→ Challenges:
A. In the excerpt on object detection, translate the following sentence into French: "One-stage detectors are generally faster though less accurate than their two-stage counterparts."
B. In the part of the records that opens with the line containing "Please put a point on the stadium" and continues through the end of the records, swap "stadium roof" for "grandstand roof" and reproduce only those lines, leaving everything else unchanged.

→ Document extract:
We have seen how convolutional neural networks (CNNs) can be used for image classification. In this setting, the CNN classifier returns a fixed number of class probabilities per input image. Object detection, on the other hand, attempts to identify and locate any number of class instances by extending CNN classification to a variable number of region proposals, such as those captured by bounding boxes.
Object detectors form two major groups – one-stage and two-stage detectors. One-stage detectors, such as You Only Look Once (YOLO)1 are based on a single CNN, whereas two-stage detectors such as Faster R-CNN2 decouple region proposal and object detection into two separate CNN modules. One-stage detectors are generally faster though less accurate than their two-stage counterparts. Let us now briefly introduce YOLO.
The YOLO detector was first developed in 2015 using the Darknet framework, and since then various updates came out. As illustrated below, YOLO leverages the CNN receptive field to divide the image into a S x S grid. For each cell in the grid,
- it estimates the centre (x, y), size (w, h) and objectness score for each of B bounding boxes per cell (bounding boxes + confidence)
- it emits the probabilities of all C object classes (class probability map)
For a given input image, this large search space yields a three-dimensional tensor of size S x S x (B x 5 + C). Arriving at the final detections requires the filtering of high-confidence predictions, followed by non-maximum suppression (NMS) to keep those that meet a certain maximum overlap threshold.
In this tutorial we will use YOLOv33, the 2018 model update with the architecture represented below, inspired by feature pyramid networks. This particular version extends object detection to three different scales – owing to the introduction of residual blocks – each of which responsible for predicting three bounding boxes per cell. The model takes RGB images with 416 x 416 resolution as input and returns three tensors of size S x S x (15 + C), one per detection scale, where S is one of 52, 26 or 13. Furthermore, the model is trained to minimise the error between the bounding box coordinates (regression), class probabilities (multi-label classification) and objectness scores (logistic regression) of observed and predicted boxes.
The YOLOv3 detector was originally trained with the Common Objects in Context (COCO) dataset, a large object detection, segmentation and captioning compendium released by Microsoft in 20144. The dataset features a total of 80 object classes YOLOv3 learned to identify and locate. To give a perspective of their diversity, here is a graphical representation of a random sample.
The resulting detector enjoyed so much success that following its release, it became widely used for inference based on the COCO classes and transfer learning to solve different detection problems.

→ Given information:
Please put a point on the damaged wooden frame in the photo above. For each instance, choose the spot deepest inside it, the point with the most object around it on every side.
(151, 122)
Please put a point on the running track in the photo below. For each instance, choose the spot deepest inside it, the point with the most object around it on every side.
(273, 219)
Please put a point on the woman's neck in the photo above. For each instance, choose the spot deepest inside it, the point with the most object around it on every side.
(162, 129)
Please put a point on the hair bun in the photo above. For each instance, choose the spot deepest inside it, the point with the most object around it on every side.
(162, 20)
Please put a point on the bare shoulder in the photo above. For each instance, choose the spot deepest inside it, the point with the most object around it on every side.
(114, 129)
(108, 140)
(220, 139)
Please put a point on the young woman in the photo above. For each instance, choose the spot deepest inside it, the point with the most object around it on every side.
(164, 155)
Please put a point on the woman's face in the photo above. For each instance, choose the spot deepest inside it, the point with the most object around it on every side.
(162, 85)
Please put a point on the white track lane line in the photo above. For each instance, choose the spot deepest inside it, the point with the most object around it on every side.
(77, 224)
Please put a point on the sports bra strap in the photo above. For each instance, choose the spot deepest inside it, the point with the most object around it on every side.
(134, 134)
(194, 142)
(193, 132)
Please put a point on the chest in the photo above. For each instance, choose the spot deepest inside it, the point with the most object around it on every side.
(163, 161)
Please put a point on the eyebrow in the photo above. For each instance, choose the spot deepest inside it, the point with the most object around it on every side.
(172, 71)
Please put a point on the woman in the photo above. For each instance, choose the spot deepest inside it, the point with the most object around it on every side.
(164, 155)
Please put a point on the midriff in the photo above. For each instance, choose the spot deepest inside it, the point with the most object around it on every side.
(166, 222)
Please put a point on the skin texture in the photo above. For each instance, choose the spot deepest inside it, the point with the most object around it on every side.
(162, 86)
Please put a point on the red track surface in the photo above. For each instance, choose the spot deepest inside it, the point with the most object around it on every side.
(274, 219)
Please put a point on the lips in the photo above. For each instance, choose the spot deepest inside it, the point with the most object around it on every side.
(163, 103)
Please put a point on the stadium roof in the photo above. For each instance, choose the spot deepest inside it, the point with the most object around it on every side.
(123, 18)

→ Answers provided:
A. Les détecteurs à une étape sont généralement plus rapides, bien que moins précis, que leurs homologues à deux étapes.

B.
Please put a point on the grandstand roof in the photo above. For each instance, choose the spot deepest inside it, the point with the most object around it on every side.
(123, 18)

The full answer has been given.